To do: Down to the last line, restate the records below word for word, dropping every image.

Natural language region descriptions:

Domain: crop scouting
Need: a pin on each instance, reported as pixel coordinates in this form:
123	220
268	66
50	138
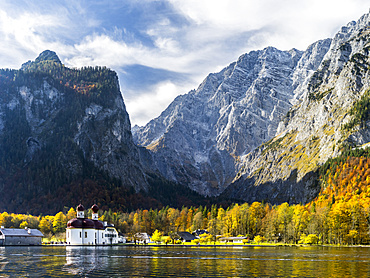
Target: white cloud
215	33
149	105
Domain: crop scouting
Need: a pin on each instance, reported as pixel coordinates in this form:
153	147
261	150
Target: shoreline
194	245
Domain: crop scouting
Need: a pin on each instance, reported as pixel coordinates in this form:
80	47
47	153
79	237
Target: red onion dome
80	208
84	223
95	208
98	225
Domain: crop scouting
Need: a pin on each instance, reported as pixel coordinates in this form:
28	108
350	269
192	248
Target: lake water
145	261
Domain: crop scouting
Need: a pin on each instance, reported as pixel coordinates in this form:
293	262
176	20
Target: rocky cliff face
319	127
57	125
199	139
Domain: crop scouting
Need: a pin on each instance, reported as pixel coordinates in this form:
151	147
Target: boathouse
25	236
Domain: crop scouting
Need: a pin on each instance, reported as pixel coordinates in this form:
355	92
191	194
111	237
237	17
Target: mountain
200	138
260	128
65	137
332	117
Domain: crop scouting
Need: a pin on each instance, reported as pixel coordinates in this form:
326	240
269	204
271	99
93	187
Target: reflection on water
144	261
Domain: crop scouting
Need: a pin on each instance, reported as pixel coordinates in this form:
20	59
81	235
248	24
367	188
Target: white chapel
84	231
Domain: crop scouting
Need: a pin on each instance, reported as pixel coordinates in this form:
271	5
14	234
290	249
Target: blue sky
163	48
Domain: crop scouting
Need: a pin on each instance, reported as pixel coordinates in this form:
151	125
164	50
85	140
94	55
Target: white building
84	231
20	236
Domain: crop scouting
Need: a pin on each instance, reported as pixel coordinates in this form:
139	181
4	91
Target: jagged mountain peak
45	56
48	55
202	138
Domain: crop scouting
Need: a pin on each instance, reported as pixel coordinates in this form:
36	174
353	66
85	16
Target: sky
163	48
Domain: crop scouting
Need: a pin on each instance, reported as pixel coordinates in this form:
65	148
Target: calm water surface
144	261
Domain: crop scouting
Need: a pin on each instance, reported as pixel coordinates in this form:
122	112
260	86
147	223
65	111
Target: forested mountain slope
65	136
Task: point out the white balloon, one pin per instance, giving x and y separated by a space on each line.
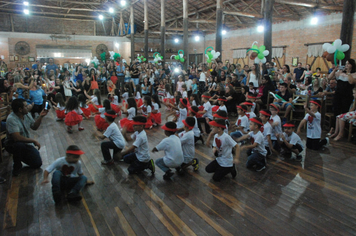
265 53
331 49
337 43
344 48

Task answer:
Domain: crop scouting
Need: a pin on each instance, reported as pixel coordinates in this form:
123	220
268	66
50	138
Target: white cloud
215	33
149	105
Domain: crop scouting
Need: a pin on each instance, reported as pixel coordinates in this form:
153	147
261	150
Target: shoreline
194	245
Domain: crop scouting
Need: a pin on each instance, reported as pixel coordinates in this form:
80	47
47	153
79	237
Target: red onion dome
80	208
84	223
95	208
98	225
Domain: crop scouting
Need: a pin on each instance, reported as pixel coordinates in this form:
28	108
350	269
192	248
Target: lake water
145	261
Domain: crop scouting
Need: a pin on each instance, reported as pixel coordinates in this form:
293	262
176	20
Target: rocky cliff face
319	127
57	125
199	139
Domain: crop scouting
Need: a pin on each instance, reported as pixel coordinates in this form:
151	147
Target: boathouse
25	236
Domain: crop scouting
Need: a pin on each instance, reported as pixel coordinates in this form:
355	92
191	194
111	237
237	17
Target: mountain
200	138
260	128
65	137
332	117
Domain: crop scouting
Need: a pin on each instance, reported as pixel coordinates in this form:
326	240
269	204
271	99
93	187
Target: reflection on water
144	261
Domain: crop scouting
Need: a pin on each instance, reported as pixel coordinates in this form:
20	59
81	235
248	24
367	188
Target: white chapel
84	231
Domain: crop scouting
Need: a pin on each instance, reported as pixel coordinates in this form:
271	5
14	234
290	249
Target: blue sky
163	48
Domain: crop scouting
Need: a pin on each instance, reported as pixel coordinates in this form:
151	125
164	50
85	140
94	55
Target: white building
84	231
20	236
Domain: crop scouting
Need: a pin on each instance, reported as pixel coordinates in this form:
139	181
4	91
Target: jagged mountain peak
45	56
48	55
202	138
Domain: crop scouting
Need: a pin on each instance, reported as pixel coordinates in this form:
36	174
353	66
85	16
Target: sky
163	48
Domain: crop scouting
Need: a pin on each instance, reported as pixel coordinates in this form:
65	148
Target: calm water surface
144	261
Domain: crop scouting
Need: a pin on each instance, reported as pixel coordinates in this form:
122	112
260	86
147	223
65	111
Target: forested mountain slope
65	136
Task: point out the white balloon, one pin per instance, giving x and y separated by a space on each line.
265 53
331 49
337 43
344 48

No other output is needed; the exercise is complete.